▽
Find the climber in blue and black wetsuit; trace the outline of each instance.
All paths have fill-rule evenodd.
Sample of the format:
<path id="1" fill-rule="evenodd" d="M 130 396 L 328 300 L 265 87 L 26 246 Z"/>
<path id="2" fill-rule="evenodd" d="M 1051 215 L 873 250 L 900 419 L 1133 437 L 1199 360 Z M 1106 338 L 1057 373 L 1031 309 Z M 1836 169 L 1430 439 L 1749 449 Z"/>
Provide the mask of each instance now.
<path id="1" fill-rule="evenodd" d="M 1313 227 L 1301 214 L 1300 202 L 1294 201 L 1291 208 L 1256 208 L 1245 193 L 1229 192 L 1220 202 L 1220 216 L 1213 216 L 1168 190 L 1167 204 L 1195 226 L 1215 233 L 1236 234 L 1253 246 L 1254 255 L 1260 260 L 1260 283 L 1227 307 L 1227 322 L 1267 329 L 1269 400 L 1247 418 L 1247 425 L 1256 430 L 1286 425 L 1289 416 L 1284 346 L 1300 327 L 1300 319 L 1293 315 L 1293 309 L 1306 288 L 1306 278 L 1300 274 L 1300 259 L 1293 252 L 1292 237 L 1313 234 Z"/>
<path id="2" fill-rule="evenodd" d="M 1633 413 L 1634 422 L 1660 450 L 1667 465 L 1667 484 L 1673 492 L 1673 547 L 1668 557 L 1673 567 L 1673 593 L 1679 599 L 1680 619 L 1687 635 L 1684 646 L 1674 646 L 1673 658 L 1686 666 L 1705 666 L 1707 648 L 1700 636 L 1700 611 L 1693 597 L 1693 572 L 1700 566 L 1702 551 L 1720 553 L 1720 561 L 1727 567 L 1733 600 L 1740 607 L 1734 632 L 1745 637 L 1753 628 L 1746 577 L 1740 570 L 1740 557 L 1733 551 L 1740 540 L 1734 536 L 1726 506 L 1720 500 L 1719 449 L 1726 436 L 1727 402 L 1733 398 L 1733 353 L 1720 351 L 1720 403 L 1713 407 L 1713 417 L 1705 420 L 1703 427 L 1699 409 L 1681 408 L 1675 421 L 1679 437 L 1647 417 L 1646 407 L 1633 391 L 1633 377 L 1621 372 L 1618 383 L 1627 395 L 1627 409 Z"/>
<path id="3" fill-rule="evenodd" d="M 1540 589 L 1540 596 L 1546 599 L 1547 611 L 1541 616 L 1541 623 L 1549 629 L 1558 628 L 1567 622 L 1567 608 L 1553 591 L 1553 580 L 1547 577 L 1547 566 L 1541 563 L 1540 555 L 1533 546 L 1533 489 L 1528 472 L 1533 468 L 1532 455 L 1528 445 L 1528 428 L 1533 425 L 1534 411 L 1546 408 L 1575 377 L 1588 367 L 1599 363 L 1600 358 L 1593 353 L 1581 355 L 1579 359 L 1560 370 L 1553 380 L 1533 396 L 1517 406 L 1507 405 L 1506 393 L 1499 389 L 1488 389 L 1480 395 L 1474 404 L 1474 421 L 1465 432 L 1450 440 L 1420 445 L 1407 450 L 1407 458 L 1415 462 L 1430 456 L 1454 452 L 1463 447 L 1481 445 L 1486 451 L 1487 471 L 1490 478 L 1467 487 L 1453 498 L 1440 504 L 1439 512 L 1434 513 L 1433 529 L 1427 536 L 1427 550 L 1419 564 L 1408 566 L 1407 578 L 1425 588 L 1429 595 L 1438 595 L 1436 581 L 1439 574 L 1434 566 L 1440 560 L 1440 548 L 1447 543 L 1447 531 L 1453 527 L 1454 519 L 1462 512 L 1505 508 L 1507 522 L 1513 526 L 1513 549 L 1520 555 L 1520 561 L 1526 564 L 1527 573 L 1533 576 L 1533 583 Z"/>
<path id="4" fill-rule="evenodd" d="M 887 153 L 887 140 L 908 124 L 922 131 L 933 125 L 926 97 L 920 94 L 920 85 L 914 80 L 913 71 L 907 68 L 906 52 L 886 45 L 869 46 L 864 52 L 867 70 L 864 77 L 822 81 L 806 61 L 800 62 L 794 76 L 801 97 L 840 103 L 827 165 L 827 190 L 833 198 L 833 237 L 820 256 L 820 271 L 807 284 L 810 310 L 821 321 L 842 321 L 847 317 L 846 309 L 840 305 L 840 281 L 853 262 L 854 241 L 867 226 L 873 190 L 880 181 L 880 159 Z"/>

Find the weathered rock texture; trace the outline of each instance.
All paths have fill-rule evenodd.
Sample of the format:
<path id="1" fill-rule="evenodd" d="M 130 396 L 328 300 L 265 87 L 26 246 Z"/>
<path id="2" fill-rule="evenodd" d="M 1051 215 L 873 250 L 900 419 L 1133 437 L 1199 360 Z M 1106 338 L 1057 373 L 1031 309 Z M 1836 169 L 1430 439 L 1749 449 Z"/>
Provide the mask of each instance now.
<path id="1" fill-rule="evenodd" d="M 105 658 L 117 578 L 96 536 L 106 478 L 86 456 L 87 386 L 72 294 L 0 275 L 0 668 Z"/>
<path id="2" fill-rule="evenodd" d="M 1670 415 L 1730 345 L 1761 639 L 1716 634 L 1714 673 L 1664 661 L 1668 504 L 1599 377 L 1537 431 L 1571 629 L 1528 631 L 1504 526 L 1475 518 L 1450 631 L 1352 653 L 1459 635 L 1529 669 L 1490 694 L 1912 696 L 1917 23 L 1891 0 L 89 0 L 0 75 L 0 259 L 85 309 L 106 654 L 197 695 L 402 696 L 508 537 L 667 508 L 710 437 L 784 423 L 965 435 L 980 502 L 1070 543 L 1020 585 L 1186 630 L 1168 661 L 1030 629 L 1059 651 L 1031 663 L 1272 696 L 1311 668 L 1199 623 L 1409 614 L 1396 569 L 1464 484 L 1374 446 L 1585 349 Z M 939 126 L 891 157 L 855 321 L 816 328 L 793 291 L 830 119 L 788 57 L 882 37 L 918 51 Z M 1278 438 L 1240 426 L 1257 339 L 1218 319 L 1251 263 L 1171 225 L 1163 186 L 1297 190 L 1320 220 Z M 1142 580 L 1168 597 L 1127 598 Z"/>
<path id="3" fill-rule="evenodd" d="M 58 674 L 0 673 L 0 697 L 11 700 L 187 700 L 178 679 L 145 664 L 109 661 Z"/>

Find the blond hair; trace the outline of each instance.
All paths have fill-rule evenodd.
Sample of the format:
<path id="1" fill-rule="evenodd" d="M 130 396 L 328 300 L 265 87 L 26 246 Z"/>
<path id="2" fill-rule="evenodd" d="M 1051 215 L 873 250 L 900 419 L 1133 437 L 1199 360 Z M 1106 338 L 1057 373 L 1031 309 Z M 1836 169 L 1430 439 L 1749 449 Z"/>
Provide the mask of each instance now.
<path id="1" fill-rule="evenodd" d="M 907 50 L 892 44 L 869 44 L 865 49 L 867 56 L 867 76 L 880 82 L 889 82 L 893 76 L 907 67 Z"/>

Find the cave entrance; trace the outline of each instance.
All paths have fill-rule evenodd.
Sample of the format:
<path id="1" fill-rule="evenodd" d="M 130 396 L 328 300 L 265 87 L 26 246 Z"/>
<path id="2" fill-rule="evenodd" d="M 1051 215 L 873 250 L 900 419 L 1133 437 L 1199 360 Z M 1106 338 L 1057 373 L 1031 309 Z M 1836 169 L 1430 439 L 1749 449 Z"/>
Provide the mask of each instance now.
△
- **Task item**
Give the data again, exactly as it appears above.

- **Solution for this task**
Find the climber in blue and black wetsuit; trace the outline of each instance.
All paths have fill-rule evenodd.
Sample of the format:
<path id="1" fill-rule="evenodd" d="M 130 396 L 328 300 L 265 87 L 26 246 Z"/>
<path id="2" fill-rule="evenodd" d="M 1051 215 L 873 250 L 900 419 L 1133 437 L 1199 360 Z M 1106 338 L 1057 373 L 1031 309 Z M 1836 169 L 1430 439 L 1749 449 Z"/>
Provide the mask of each instance now.
<path id="1" fill-rule="evenodd" d="M 1313 227 L 1301 214 L 1300 202 L 1294 201 L 1291 208 L 1256 208 L 1245 193 L 1229 192 L 1220 202 L 1220 216 L 1213 216 L 1168 190 L 1167 204 L 1195 226 L 1215 233 L 1236 234 L 1253 246 L 1254 255 L 1260 260 L 1260 283 L 1227 307 L 1227 322 L 1267 329 L 1269 400 L 1247 418 L 1247 425 L 1256 430 L 1286 425 L 1289 416 L 1284 346 L 1300 327 L 1300 319 L 1293 315 L 1293 309 L 1306 288 L 1306 278 L 1300 274 L 1300 259 L 1293 252 L 1292 237 L 1313 234 Z"/>
<path id="2" fill-rule="evenodd" d="M 1633 413 L 1634 422 L 1660 450 L 1667 465 L 1667 484 L 1673 492 L 1673 547 L 1668 557 L 1673 567 L 1673 593 L 1679 599 L 1680 619 L 1687 635 L 1684 646 L 1674 646 L 1673 658 L 1686 666 L 1705 666 L 1707 648 L 1700 636 L 1700 611 L 1693 597 L 1693 572 L 1700 566 L 1702 551 L 1720 553 L 1720 561 L 1727 567 L 1733 600 L 1740 607 L 1734 632 L 1745 637 L 1753 628 L 1746 577 L 1740 570 L 1740 557 L 1733 551 L 1740 540 L 1734 536 L 1726 506 L 1720 500 L 1719 449 L 1726 436 L 1727 402 L 1733 398 L 1733 353 L 1720 351 L 1720 403 L 1713 407 L 1713 417 L 1705 420 L 1703 427 L 1699 409 L 1681 408 L 1675 421 L 1679 437 L 1647 417 L 1646 407 L 1633 391 L 1633 377 L 1621 372 L 1618 383 L 1627 395 L 1627 409 Z"/>
<path id="3" fill-rule="evenodd" d="M 1540 589 L 1540 596 L 1546 599 L 1547 611 L 1541 616 L 1541 623 L 1549 629 L 1558 628 L 1567 622 L 1567 608 L 1553 591 L 1553 580 L 1547 577 L 1547 566 L 1541 563 L 1540 555 L 1533 546 L 1533 489 L 1528 472 L 1533 468 L 1532 455 L 1528 445 L 1528 428 L 1533 425 L 1534 411 L 1546 408 L 1575 377 L 1588 367 L 1599 363 L 1600 358 L 1593 353 L 1581 355 L 1579 359 L 1560 370 L 1553 380 L 1533 396 L 1517 406 L 1507 405 L 1506 393 L 1499 389 L 1488 389 L 1480 395 L 1474 404 L 1474 421 L 1465 432 L 1450 440 L 1420 445 L 1407 450 L 1407 458 L 1415 462 L 1430 456 L 1454 452 L 1463 447 L 1481 445 L 1486 451 L 1487 471 L 1490 478 L 1467 487 L 1453 498 L 1440 504 L 1439 512 L 1434 513 L 1433 529 L 1427 536 L 1427 550 L 1419 564 L 1408 566 L 1407 578 L 1425 588 L 1429 595 L 1438 595 L 1436 581 L 1439 574 L 1434 566 L 1440 560 L 1440 548 L 1447 543 L 1447 531 L 1453 527 L 1454 519 L 1462 512 L 1505 508 L 1507 522 L 1513 526 L 1513 549 L 1520 555 L 1520 561 L 1526 564 L 1527 573 L 1533 576 L 1533 583 Z"/>
<path id="4" fill-rule="evenodd" d="M 887 153 L 887 140 L 908 124 L 922 131 L 933 125 L 926 97 L 920 94 L 920 85 L 914 80 L 913 71 L 907 68 L 906 52 L 886 45 L 869 46 L 864 52 L 867 70 L 864 77 L 822 81 L 806 61 L 800 62 L 794 76 L 801 97 L 840 103 L 827 165 L 827 190 L 833 198 L 833 237 L 820 256 L 820 271 L 807 284 L 810 310 L 821 321 L 842 321 L 847 317 L 846 309 L 840 305 L 840 281 L 853 262 L 854 241 L 867 226 L 873 190 L 880 181 L 880 159 Z"/>

Find the weathered rock texture; trace the outline of each instance.
All paths have fill-rule evenodd.
Sample of the format:
<path id="1" fill-rule="evenodd" d="M 130 396 L 328 300 L 265 87 L 26 246 Z"/>
<path id="2" fill-rule="evenodd" d="M 1051 215 L 873 250 L 900 419 L 1133 437 L 1199 360 Z M 1106 338 L 1057 373 L 1031 309 Z M 1836 169 L 1430 439 L 1749 449 Z"/>
Provide the mask of each instance now.
<path id="1" fill-rule="evenodd" d="M 105 658 L 117 578 L 96 536 L 106 478 L 86 456 L 87 386 L 72 294 L 0 275 L 0 668 Z"/>
<path id="2" fill-rule="evenodd" d="M 1670 415 L 1730 345 L 1761 639 L 1716 634 L 1714 673 L 1664 661 L 1668 504 L 1599 377 L 1537 431 L 1571 629 L 1528 631 L 1504 526 L 1475 518 L 1450 631 L 1352 653 L 1459 635 L 1529 669 L 1490 694 L 1912 696 L 1917 23 L 1891 0 L 89 0 L 0 75 L 0 259 L 85 309 L 106 654 L 197 695 L 402 696 L 508 537 L 667 508 L 710 437 L 784 423 L 965 435 L 980 502 L 1070 543 L 1020 585 L 1186 630 L 1168 661 L 1030 629 L 1059 651 L 1031 663 L 1272 696 L 1311 668 L 1199 623 L 1409 614 L 1396 569 L 1464 484 L 1374 446 L 1585 349 Z M 939 126 L 891 157 L 855 321 L 816 328 L 793 291 L 830 119 L 788 57 L 882 37 L 918 51 Z M 1278 438 L 1240 426 L 1257 339 L 1218 319 L 1251 263 L 1171 225 L 1163 186 L 1297 190 L 1320 220 Z M 1142 580 L 1168 597 L 1127 598 Z"/>
<path id="3" fill-rule="evenodd" d="M 58 674 L 0 673 L 0 697 L 11 700 L 187 700 L 178 679 L 145 664 L 109 661 Z"/>

Find the blond hair; trace the outline of each instance.
All paths have fill-rule evenodd.
Sample of the format:
<path id="1" fill-rule="evenodd" d="M 130 396 L 328 300 L 265 87 L 26 246 Z"/>
<path id="2" fill-rule="evenodd" d="M 1051 215 L 873 250 L 900 419 L 1133 437 L 1199 360 Z M 1106 338 L 1057 373 L 1031 309 Z M 1836 169 L 1430 439 L 1749 449 Z"/>
Provide the mask of each instance now.
<path id="1" fill-rule="evenodd" d="M 907 50 L 892 44 L 869 44 L 865 49 L 867 56 L 867 76 L 880 82 L 889 82 L 893 76 L 907 67 Z"/>

Find the cave entrance; trace the outline of each instance.
All paths have fill-rule evenodd.
Sample of the format:
<path id="1" fill-rule="evenodd" d="M 130 396 L 328 300 L 265 87 L 26 246 Z"/>
<path id="2" fill-rule="evenodd" d="M 1051 215 L 873 250 L 900 419 L 1133 437 L 1199 360 Z M 1106 338 L 1057 373 L 1031 309 Z M 1836 169 L 1430 439 L 1749 449 Z"/>
Provide the mask of each instance now.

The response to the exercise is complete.